• **What to work on**
[A] List everything the excerpt about Australian literature names after the words "What was natural was".
[B] Print the part of the excerpt about Australian literature between "You might recite" and "violation of reality.", inclusive.

• **Excerpt**
__________________________________________________


    In any event – though much of the novel is buried deeply in my grey matter – there is a part early on which I have thought on and quoted multiple times which suggested perfectly the way our cultural and physical reality here in Australia was downplayed by that same “mother country” assumed superiority you have referred to! In fact I suspect that the most significant contributor to my contact and appreciation for Australian Literature was in my 1950s Primary School days – The School Magazine (I dips me lid to you, Jonathan)! Anyway – here is the piece from the start of Chapter 5 – The Transit of Venus:

    Grey Winter hath gone, like a wearisome guest,
    And, behold, for repayment,
    September comes in with the wind of the West
    And the Spring in her raiment.”

    You might recite it in Elocution Class, but could hardly have it in English poetry. It was as if the poet had deliberately taken the losing, and Australian side. He had grasped the nettle. But a nettle grasped remains a nettle, and grasping it an unnatural act. What was natural was hedgerows, hawthorn, skylarks, the chaffinch on the orchard bough. You had never seen these but believed in them with perfect faith. As you believed, also, in the damp, deciduous, and rightful seasons of English literature and in lawns of emerald velours, or in flowers that could only be grown in Australia when the drought broke and with top-dressing. Literature had not simply made these things true. It had placed Australia in perpetual, flagrant violation of reality.

    Little girls sang, sing-song:

    “Come down to Kew in in lilac-time (it isn’t far from London!).”

    Involving themselves in a journey of ten thousand miles. For a punishment you might, after school, write one hundred times:

    Self-reverence, self-knowledge, self-control: These three alone lead life to sovereign power.

    The little girls licked nibs of tin and fingered pigtails, preparing for sovereign power.

    History was the folding coloured view of the Coronation that had been tacked on the classroom wall – the scene in the Abbey, with the names printed beneath. The Duke of Connaught, the Earl of Athlone, the slender King in Ermine. Dora bought a coronation mug at Woolworth’s Long May They Reign. That was History, all of a piece with the Black Prince and the Wars of the Roses. Grace and Caro had been allowed to stay up one summer night to hear the Abdication crackle over the short-wave. Something you’ll remember always.

__________________________________________________

• **The data**
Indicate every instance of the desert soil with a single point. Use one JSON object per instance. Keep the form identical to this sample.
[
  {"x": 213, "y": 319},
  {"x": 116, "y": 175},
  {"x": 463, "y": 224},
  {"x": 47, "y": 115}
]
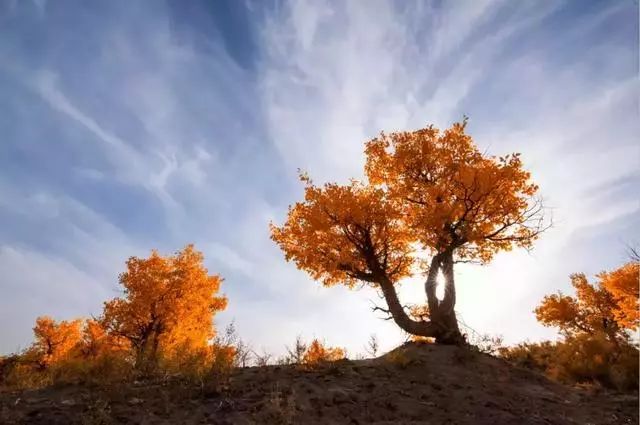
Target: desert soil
[{"x": 415, "y": 384}]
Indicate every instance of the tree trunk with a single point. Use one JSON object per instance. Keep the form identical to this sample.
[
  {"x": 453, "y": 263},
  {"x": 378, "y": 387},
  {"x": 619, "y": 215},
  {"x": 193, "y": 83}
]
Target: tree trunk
[
  {"x": 442, "y": 312},
  {"x": 442, "y": 324}
]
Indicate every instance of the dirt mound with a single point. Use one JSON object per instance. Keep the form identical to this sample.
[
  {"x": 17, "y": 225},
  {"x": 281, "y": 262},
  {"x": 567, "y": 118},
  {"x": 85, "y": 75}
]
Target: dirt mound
[{"x": 413, "y": 384}]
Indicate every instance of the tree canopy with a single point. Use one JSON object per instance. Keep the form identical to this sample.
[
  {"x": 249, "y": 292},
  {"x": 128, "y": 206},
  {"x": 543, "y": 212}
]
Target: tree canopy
[
  {"x": 168, "y": 304},
  {"x": 425, "y": 190}
]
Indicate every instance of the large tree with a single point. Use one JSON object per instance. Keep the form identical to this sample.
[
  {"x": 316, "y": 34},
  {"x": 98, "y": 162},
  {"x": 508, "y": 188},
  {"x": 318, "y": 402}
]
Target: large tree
[{"x": 426, "y": 191}]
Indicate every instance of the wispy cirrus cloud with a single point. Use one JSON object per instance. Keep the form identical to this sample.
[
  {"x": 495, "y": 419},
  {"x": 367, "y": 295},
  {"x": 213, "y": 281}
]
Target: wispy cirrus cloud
[{"x": 162, "y": 126}]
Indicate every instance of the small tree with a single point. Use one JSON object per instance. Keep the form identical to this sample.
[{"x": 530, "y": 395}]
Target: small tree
[
  {"x": 295, "y": 354},
  {"x": 372, "y": 345},
  {"x": 55, "y": 341},
  {"x": 609, "y": 306},
  {"x": 427, "y": 191},
  {"x": 167, "y": 307}
]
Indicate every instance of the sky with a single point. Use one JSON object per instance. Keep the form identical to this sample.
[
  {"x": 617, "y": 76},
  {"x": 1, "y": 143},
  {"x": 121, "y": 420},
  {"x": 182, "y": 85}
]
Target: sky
[{"x": 128, "y": 126}]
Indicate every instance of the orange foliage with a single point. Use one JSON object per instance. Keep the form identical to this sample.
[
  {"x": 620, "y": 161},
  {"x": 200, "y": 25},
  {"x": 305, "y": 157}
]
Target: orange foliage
[
  {"x": 55, "y": 341},
  {"x": 97, "y": 342},
  {"x": 427, "y": 190},
  {"x": 424, "y": 187},
  {"x": 623, "y": 285},
  {"x": 608, "y": 306},
  {"x": 325, "y": 235},
  {"x": 317, "y": 353},
  {"x": 168, "y": 305},
  {"x": 455, "y": 197}
]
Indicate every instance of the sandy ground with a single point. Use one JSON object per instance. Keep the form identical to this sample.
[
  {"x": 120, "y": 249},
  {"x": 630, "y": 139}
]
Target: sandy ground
[{"x": 415, "y": 384}]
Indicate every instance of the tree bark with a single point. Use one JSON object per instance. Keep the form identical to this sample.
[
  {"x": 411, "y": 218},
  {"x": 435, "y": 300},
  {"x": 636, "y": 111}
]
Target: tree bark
[
  {"x": 442, "y": 324},
  {"x": 402, "y": 319},
  {"x": 442, "y": 313}
]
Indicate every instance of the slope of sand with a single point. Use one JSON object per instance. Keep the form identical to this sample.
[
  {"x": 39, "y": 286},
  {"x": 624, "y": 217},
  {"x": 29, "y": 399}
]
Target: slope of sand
[{"x": 414, "y": 384}]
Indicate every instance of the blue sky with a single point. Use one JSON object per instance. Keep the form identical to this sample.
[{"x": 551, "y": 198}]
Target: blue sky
[{"x": 128, "y": 126}]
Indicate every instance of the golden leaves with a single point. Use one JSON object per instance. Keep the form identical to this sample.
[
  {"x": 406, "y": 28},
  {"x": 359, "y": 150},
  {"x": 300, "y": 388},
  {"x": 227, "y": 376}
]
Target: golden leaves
[
  {"x": 609, "y": 306},
  {"x": 424, "y": 188},
  {"x": 318, "y": 353}
]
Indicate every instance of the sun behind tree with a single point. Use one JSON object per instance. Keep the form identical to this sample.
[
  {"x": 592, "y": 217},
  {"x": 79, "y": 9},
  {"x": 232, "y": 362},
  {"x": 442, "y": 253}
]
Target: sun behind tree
[{"x": 427, "y": 190}]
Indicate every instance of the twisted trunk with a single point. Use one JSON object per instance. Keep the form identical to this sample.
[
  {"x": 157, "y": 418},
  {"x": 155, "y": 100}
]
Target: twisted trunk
[{"x": 443, "y": 324}]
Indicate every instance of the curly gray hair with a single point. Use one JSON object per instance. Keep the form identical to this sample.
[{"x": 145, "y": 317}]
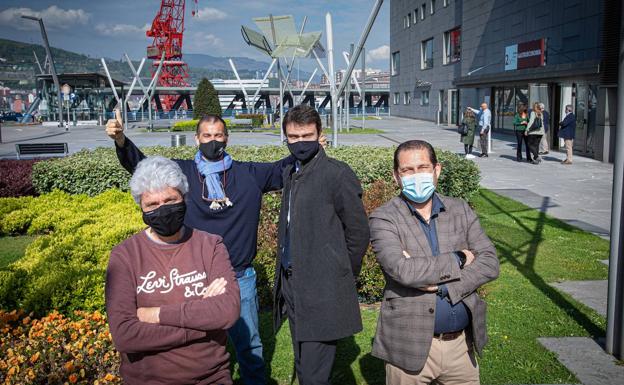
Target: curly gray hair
[{"x": 156, "y": 173}]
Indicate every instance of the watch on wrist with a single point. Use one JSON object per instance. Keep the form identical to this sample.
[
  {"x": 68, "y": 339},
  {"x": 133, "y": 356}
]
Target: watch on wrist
[{"x": 462, "y": 258}]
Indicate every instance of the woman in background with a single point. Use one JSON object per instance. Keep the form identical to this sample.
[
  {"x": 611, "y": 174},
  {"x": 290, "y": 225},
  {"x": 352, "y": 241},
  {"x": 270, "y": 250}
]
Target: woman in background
[
  {"x": 534, "y": 132},
  {"x": 468, "y": 138},
  {"x": 521, "y": 120}
]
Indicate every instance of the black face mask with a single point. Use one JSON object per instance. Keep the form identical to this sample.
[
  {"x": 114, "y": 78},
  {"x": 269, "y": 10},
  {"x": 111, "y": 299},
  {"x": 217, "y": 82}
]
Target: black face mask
[
  {"x": 212, "y": 150},
  {"x": 303, "y": 151},
  {"x": 167, "y": 219}
]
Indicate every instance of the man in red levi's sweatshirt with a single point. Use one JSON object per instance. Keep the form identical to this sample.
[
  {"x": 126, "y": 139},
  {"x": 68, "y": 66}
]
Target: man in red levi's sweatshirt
[{"x": 171, "y": 293}]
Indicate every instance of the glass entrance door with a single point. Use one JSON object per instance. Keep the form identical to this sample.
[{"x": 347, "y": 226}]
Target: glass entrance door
[
  {"x": 585, "y": 100},
  {"x": 454, "y": 107},
  {"x": 443, "y": 100}
]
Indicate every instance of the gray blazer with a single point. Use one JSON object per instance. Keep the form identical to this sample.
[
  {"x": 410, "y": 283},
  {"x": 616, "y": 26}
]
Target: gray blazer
[{"x": 405, "y": 324}]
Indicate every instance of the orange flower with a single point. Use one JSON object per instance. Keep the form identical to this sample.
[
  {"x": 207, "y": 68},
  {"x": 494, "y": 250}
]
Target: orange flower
[{"x": 34, "y": 357}]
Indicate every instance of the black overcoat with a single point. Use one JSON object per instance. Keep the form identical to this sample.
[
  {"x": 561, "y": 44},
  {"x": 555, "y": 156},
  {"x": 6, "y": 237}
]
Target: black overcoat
[{"x": 329, "y": 235}]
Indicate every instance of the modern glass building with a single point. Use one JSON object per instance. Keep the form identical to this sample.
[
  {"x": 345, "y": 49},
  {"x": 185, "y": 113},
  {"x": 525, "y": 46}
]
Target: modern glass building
[{"x": 449, "y": 54}]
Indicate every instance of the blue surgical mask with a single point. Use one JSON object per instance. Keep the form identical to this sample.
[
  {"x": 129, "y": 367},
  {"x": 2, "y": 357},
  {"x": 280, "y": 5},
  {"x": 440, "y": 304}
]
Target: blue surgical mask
[{"x": 418, "y": 187}]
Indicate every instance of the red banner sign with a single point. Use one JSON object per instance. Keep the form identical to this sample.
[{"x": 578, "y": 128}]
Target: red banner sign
[{"x": 531, "y": 54}]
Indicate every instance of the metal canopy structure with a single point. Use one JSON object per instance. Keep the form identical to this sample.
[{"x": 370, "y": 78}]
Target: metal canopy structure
[
  {"x": 285, "y": 43},
  {"x": 278, "y": 39}
]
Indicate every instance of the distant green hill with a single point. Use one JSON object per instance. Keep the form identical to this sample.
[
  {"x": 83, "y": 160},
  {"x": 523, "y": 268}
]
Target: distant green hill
[{"x": 18, "y": 67}]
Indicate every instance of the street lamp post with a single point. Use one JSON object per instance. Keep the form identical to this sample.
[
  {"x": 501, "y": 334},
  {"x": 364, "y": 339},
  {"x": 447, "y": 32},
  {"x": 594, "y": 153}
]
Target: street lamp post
[
  {"x": 46, "y": 44},
  {"x": 615, "y": 304}
]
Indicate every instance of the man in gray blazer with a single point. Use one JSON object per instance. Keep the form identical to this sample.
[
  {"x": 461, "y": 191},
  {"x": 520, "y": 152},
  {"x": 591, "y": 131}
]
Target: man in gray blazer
[{"x": 434, "y": 255}]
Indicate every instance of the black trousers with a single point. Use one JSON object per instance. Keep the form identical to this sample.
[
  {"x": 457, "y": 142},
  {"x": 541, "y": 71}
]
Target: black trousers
[
  {"x": 520, "y": 138},
  {"x": 533, "y": 141},
  {"x": 483, "y": 139},
  {"x": 313, "y": 359}
]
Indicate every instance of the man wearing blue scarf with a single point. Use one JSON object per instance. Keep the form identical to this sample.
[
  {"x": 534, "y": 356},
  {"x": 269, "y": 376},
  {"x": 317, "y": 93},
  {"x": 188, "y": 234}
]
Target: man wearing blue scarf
[{"x": 224, "y": 198}]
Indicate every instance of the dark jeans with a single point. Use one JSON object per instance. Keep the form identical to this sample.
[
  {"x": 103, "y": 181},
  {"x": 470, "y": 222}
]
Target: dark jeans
[
  {"x": 245, "y": 334},
  {"x": 520, "y": 137},
  {"x": 533, "y": 141},
  {"x": 313, "y": 359},
  {"x": 483, "y": 139}
]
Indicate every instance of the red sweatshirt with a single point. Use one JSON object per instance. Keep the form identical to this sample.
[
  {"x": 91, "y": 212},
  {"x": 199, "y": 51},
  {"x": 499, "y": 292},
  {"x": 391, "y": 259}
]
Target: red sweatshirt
[{"x": 188, "y": 346}]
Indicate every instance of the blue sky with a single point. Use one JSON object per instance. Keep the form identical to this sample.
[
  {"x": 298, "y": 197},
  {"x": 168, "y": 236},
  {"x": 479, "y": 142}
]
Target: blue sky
[{"x": 111, "y": 27}]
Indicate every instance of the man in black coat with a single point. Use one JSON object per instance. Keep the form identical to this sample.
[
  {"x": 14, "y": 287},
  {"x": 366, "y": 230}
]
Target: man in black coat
[
  {"x": 323, "y": 235},
  {"x": 567, "y": 131}
]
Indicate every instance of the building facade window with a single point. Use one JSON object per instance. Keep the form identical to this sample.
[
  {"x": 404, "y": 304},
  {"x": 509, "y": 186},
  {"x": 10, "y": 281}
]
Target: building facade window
[
  {"x": 452, "y": 46},
  {"x": 426, "y": 54},
  {"x": 396, "y": 62},
  {"x": 424, "y": 98},
  {"x": 407, "y": 98}
]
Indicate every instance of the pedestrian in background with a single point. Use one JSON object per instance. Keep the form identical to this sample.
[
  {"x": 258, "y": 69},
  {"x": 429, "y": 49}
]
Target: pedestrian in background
[
  {"x": 484, "y": 119},
  {"x": 544, "y": 147},
  {"x": 534, "y": 132},
  {"x": 567, "y": 130},
  {"x": 467, "y": 137},
  {"x": 521, "y": 120}
]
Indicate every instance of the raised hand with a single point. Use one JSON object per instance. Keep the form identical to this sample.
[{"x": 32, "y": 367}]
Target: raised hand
[{"x": 114, "y": 129}]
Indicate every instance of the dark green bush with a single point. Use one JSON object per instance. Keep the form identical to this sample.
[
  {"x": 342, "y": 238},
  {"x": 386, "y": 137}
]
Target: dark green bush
[
  {"x": 257, "y": 120},
  {"x": 92, "y": 172},
  {"x": 206, "y": 100}
]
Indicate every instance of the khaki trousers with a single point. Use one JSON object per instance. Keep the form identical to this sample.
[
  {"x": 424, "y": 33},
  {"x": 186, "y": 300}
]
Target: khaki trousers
[
  {"x": 568, "y": 145},
  {"x": 449, "y": 363}
]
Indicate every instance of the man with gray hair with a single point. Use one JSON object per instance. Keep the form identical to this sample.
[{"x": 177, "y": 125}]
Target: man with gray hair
[
  {"x": 225, "y": 197},
  {"x": 171, "y": 292},
  {"x": 567, "y": 130}
]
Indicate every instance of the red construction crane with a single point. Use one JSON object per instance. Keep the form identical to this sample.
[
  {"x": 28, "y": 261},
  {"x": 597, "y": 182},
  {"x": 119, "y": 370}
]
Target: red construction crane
[{"x": 168, "y": 30}]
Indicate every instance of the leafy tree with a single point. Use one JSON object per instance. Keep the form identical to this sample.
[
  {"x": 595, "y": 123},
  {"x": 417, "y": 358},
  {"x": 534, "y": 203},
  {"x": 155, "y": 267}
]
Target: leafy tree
[{"x": 206, "y": 100}]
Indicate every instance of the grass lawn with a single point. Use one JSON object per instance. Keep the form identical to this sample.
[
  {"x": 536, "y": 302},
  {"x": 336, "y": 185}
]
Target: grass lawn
[
  {"x": 534, "y": 250},
  {"x": 12, "y": 248}
]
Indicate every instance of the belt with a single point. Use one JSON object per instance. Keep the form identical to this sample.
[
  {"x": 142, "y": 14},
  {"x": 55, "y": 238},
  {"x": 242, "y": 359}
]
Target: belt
[{"x": 447, "y": 336}]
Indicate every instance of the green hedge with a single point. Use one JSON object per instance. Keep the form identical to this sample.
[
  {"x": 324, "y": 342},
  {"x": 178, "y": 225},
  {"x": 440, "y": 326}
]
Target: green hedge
[
  {"x": 92, "y": 172},
  {"x": 64, "y": 268},
  {"x": 190, "y": 125},
  {"x": 257, "y": 120}
]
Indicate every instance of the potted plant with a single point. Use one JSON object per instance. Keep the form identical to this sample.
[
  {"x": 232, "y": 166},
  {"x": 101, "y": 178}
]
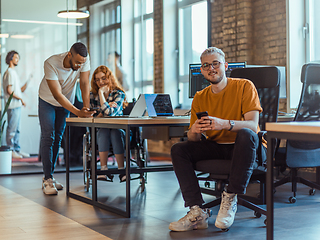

__________________________________________________

• **Expected outputs**
[A] hedgerows, hawthorn, skylarks, the chaffinch on the orchard bough

[B]
You might recite it in Elocution Class, but could hardly have it in English poetry. It was as if the poet had deliberately taken the losing, and Australian side. He had grasped the nettle. But a nettle grasped remains a nettle, and grasping it an unnatural act. What was natural was hedgerows, hawthorn, skylarks, the chaffinch on the orchard bough. You had never seen these but believed in them with perfect faith. As you believed, also, in the damp, deciduous, and rightful seasons of English literature and in lawns of emerald velours, or in flowers that could only be grown in Australia when the drought broke and with top-dressing. Literature had not simply made these things true. It had placed Australia in perpetual, flagrant violation of reality.